Complete the following
1 > In the message on the glibc Finnish locale, which Finnish standard gives the correct collation order?
2 > Extend the message on the glibc Finnish locale, picking up after its last sentence.

Date: Thu, 14 Nov 2013 07:47:00 -0000
Message-ID: <1384415405.2935.29.camel@uno11.loco>
Mime-Version: 1.0
Content-Transfer-Encoding: 7bit
X-SW-Source: 2013-q4/txt/msg00085.txt.bz2

By the way, I ran some tests on the fi_FI locale for glibc-2.18 and it
seems to contain out of date information in regards to collation. The
correct collation order/data are specified in Finnish standard SFS-EN
13710 published in 2011 (Finnish standard based on EN 13710 ~aka ISO/IEC
14651) and CLDR, and implemented in ICU. Quick look at the fi_FI file
tells me that at least the dates are off, which would imply the data
being off. The collation errors seem to be diacritic related, so I would
have to go through the actual data to determine whether the error is in
strcoll's dealing with UTF-8 or the collation data. The collation data
seems to be the most likely suspect. Keld, your name is listed as the
contact, so maybe best that you check this out. In case only the
comments are off. Also, the charset is wrong. It is listed as iso-8859-1
for fi_FI and iso-8859-15 for fi_FI@euro. The correct charset for
Finnish is UTF-8. Only UTF-8 includes all the characters included in the
current standards.

Since EN 13710 specifies a European collation order, it should also be
used in other Europan locales as the default sorting order.

I've tried to push for more cooperation with CLDR in the past too, and
here is a good case in point why it would actually be a good idea to
keep an eye on CLDR. There is no need to automate the process
(difficulty of which seems to be the reason for resisting CLDR), just
get the relevant data. Running comparison tests between cldr and libc
would also be a good idea. ICU is pretty up-to-date in terms of CLDR and
other Unicode.org data, so that would be an easy way to implement the
tests.

Record extracts

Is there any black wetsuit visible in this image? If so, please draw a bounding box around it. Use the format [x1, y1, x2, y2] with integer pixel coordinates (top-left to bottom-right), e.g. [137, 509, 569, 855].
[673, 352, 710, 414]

---

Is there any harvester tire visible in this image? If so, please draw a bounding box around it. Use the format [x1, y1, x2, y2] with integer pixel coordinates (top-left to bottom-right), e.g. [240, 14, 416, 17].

Responses in order
1 > SFS-EN 13710, published in 2011.

2 >
Troy


On Tue, 2013-11-12 at 10:37 -0500, Steven Abner wrote:
> On 12 Nov 2013, at 9:34 AM, Steven Abner wrote:
> 
> > all data that is important, save one, is in POSIX's 7-bit ASCII
> 
>  I wish to add, the quoted strings however are UTF8 instead of the default set. Off the top of my
> head, the JP file has quoted ("") strings for correct display of months, hours, etc. in UTF8.
>  As far as embedded, a Japanese microwave doesn't need UTF8 for display, but the designer
> who butchers the code for the microwave, even a Japanese one, can readily use UTF8 to set up
> JIS0201 or even their own proprietary 128 or less byte display code, and internal communications.
> That same designer could use UTF8, and default character information from glibc locales to
> create an embedded version of a code set for microwaves in China.
>   Not saying this is standard, but my point was, I guess, is default character set for the locale could
> or should go into the ASCII section of "LC" data. Comments in any encoding get gobbled, quoted
> strings either in default character set or UTF8.
>   I am no expert, just food for thought.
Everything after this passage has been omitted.